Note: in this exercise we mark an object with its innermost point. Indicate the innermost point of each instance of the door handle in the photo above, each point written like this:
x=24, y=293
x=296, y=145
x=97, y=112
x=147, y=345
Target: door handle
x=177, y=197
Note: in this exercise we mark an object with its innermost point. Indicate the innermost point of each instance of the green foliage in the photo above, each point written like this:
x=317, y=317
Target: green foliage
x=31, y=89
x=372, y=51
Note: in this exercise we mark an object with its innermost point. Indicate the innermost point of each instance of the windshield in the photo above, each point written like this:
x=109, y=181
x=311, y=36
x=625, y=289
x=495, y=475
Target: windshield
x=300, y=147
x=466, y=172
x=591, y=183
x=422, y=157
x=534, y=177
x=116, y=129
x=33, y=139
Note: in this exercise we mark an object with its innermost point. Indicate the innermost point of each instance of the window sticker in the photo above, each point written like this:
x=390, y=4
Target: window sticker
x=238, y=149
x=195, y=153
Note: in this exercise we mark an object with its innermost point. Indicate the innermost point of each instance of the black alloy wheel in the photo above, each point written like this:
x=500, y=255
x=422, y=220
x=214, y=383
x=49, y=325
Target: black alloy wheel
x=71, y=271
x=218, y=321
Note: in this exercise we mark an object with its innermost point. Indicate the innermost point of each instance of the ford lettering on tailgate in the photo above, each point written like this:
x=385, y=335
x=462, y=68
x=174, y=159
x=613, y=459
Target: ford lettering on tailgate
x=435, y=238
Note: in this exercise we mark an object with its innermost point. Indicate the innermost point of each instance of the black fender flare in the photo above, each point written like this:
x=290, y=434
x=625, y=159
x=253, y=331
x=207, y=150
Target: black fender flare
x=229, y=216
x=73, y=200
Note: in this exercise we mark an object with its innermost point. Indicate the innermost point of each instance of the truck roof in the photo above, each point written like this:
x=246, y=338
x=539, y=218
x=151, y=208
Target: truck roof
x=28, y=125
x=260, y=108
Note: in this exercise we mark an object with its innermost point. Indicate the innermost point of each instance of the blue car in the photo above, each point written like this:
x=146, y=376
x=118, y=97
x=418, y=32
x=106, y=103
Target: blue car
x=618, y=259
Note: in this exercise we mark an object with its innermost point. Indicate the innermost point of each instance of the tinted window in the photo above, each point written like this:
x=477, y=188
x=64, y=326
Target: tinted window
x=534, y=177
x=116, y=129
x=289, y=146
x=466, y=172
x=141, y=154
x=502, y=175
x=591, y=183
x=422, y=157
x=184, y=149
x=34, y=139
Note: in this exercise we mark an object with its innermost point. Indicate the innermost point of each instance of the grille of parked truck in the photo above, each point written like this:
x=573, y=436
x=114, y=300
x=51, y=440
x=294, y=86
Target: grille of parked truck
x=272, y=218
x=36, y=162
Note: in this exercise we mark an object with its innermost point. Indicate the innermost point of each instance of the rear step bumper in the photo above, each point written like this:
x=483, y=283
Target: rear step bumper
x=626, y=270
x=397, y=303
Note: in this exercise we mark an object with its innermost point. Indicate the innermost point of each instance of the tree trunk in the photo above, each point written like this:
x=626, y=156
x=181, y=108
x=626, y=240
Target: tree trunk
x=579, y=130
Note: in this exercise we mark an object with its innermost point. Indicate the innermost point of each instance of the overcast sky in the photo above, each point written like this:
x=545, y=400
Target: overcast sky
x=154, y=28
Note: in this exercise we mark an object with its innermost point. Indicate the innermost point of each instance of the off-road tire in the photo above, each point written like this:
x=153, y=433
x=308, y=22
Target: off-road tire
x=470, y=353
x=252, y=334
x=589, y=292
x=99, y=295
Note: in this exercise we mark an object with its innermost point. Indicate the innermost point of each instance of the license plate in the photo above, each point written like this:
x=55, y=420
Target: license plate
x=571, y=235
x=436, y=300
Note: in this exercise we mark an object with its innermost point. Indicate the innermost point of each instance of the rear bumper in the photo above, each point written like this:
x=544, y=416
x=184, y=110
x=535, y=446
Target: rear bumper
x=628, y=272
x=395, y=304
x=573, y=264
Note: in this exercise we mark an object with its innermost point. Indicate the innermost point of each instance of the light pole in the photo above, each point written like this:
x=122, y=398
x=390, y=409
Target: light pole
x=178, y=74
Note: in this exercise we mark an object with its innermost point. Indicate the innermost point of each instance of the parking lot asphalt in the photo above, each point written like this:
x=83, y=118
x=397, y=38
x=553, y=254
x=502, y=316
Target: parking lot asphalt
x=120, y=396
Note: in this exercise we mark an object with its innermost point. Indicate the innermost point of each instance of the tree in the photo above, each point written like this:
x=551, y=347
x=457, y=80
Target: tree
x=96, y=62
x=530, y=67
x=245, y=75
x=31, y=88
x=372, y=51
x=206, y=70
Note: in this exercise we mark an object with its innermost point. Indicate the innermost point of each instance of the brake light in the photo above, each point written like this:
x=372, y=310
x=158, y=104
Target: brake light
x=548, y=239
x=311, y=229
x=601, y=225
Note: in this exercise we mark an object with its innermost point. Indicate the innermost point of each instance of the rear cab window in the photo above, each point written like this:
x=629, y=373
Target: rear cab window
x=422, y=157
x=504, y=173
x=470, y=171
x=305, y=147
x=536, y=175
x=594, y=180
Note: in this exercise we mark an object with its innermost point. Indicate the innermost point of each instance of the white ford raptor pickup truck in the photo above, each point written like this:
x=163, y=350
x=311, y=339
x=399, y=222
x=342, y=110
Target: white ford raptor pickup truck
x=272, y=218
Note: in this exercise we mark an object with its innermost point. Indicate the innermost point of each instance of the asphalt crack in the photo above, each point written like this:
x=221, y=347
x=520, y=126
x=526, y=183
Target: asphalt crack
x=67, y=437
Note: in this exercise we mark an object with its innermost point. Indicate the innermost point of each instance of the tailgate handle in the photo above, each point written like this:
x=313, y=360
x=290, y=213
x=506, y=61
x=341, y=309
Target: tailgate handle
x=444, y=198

────────────────────

→ **PROBLEM TO SOLVE**: Copy the records above, changing every "innermost point" to "central point" and leaving the rest untouched.

→ **THE ANSWER**:
Note: in this exercise we mark an object with its central point. Indicate the central point of each instance of the door handle in the photo above, each point written like this:
x=24, y=293
x=296, y=145
x=97, y=112
x=147, y=345
Target: door handle
x=177, y=197
Note: in this exercise we mark an object with its central point. Indicate the central point of each instance of the green foliage in the photo above, each point written like this:
x=317, y=317
Target: green foliage
x=31, y=89
x=372, y=51
Note: in this exercise we mark an object with its central point. Indicate the central point of each instance of the windshield in the photo above, each point written like this:
x=109, y=181
x=311, y=36
x=625, y=289
x=495, y=475
Target: windshield
x=300, y=147
x=466, y=172
x=591, y=183
x=422, y=157
x=534, y=177
x=116, y=129
x=33, y=139
Note: in this exercise we mark an object with its central point. Indicate the central point of each instance of the window sticker in the photo above, each point written like this:
x=390, y=4
Target: window sticker
x=238, y=149
x=195, y=153
Note: in this exercise we mark an object with its central point. Indicate the central point of each instance of the black alloy wheel in the photo above, each point written like this:
x=500, y=255
x=422, y=220
x=214, y=383
x=49, y=325
Target: black alloy wheel
x=71, y=271
x=218, y=321
Note: in this exercise we mark an object with its central point. Indicate the central point of each instance of the ford lettering on tailgate in the photo above, each point written like this:
x=385, y=335
x=462, y=68
x=174, y=159
x=613, y=459
Target: ford lettering on tailgate
x=435, y=238
Note: in this exercise we mark an object with its central point. Indicate the central point of each instance of the black fender flare in the photo above, each point written like this:
x=290, y=434
x=625, y=159
x=253, y=331
x=207, y=150
Target: black fender flare
x=229, y=216
x=73, y=200
Note: in this exercise we mark an object with its central point. Indicate the central point of each instance of the truck roof in the photo above, each point written like this:
x=246, y=338
x=539, y=218
x=151, y=208
Target: truck roof
x=28, y=125
x=260, y=108
Note: in this exercise we mark an object with its central point. Indicate the central point of each instance of the blue car in the photo above, each point written like this:
x=146, y=376
x=118, y=97
x=418, y=32
x=106, y=103
Target: blue car
x=618, y=259
Note: in this exercise we mark an object with its central point. Indicate the central point of each instance of the tinted window in the photo above, each point written like this:
x=477, y=188
x=64, y=326
Target: tinted window
x=534, y=177
x=116, y=129
x=289, y=146
x=466, y=172
x=141, y=154
x=502, y=175
x=591, y=183
x=422, y=157
x=184, y=149
x=34, y=139
Note: in this exercise we mark an object with its central point. Indicate the central point of each instance of the grille of parked truck in the photo above, each point written like this:
x=573, y=436
x=114, y=300
x=51, y=440
x=294, y=86
Target: grille of parked truck
x=272, y=218
x=36, y=162
Note: in this exercise we mark an object with its central point. Indicate the central point of each instance of the rear step bumper in the photo above, each point written like this:
x=483, y=283
Target: rear step bumper
x=626, y=270
x=397, y=303
Note: in this exercise we mark an object with its central point. Indicate the central point of each instance of the tree trunk in the photo above, each point written like this:
x=626, y=156
x=181, y=108
x=626, y=240
Target: tree trunk
x=579, y=130
Note: in this exercise we mark an object with its central point. Indicate the central point of each instance of the overcast sky in the photo above, each point written like this:
x=545, y=400
Target: overcast sky
x=154, y=28
Note: in this exercise we mark an object with its central point. Indicate the central point of each instance of the off-road tire in the photo above, each point written like this:
x=153, y=433
x=308, y=22
Target: off-road tire
x=470, y=353
x=252, y=334
x=589, y=292
x=99, y=295
Note: in this exercise we mark an object with its central point. Indicate the central point of each instance of the license plate in the photo above, each point written like this:
x=55, y=420
Target: license plate
x=571, y=235
x=436, y=300
Note: in this exercise we mark an object with its central point. Indicate the central point of each instance of the rear bumper in the photo above, each point written like this:
x=544, y=416
x=184, y=110
x=535, y=446
Target: rear bumper
x=628, y=272
x=395, y=304
x=573, y=264
Note: in this exercise we mark an object with its central point. Indicate the central point of each instance of the light pole in the photo above, each point written like this:
x=122, y=398
x=390, y=409
Target: light pole
x=178, y=74
Note: in this exercise we mark an object with its central point. Indicate the central point of each instance of the parking lot asphalt in the photo above, each point written like this:
x=83, y=118
x=397, y=38
x=553, y=254
x=502, y=316
Target: parking lot asphalt
x=120, y=396
Note: in this exercise we mark an object with its central point. Indicate the central point of each instance of the tree in the photo above, each point written like this:
x=551, y=347
x=457, y=80
Target: tree
x=96, y=62
x=530, y=67
x=245, y=75
x=31, y=88
x=372, y=51
x=206, y=70
Note: in this exercise we mark an object with its central point. Indicate the central point of each instance of the brake light in the photo above, each point written like this:
x=372, y=310
x=158, y=104
Target: brake light
x=548, y=239
x=311, y=229
x=601, y=225
Note: in this exercise we mark an object with its central point. Indicate the central point of each instance of the rear cab window in the photo above, each point written like this:
x=629, y=373
Target: rear cab window
x=422, y=157
x=504, y=173
x=470, y=171
x=305, y=147
x=536, y=175
x=594, y=180
Note: in this exercise we mark an object with its central point. Indicate the central point of each instance of the white ford raptor pickup truck in the photo above, each point written like this:
x=163, y=350
x=311, y=339
x=399, y=222
x=342, y=110
Target: white ford raptor pickup truck
x=272, y=218
Note: in this exercise we mark an object with its central point. Indicate the central point of each instance of the asphalt crack in the photo above, each point written like this:
x=221, y=347
x=520, y=126
x=526, y=183
Target: asphalt crack
x=67, y=437
Note: in this exercise we mark an object with its central point. Indicate the central point of each instance of the tailgate handle in the photo above, each point written like this:
x=313, y=360
x=290, y=213
x=506, y=61
x=341, y=309
Target: tailgate handle
x=444, y=198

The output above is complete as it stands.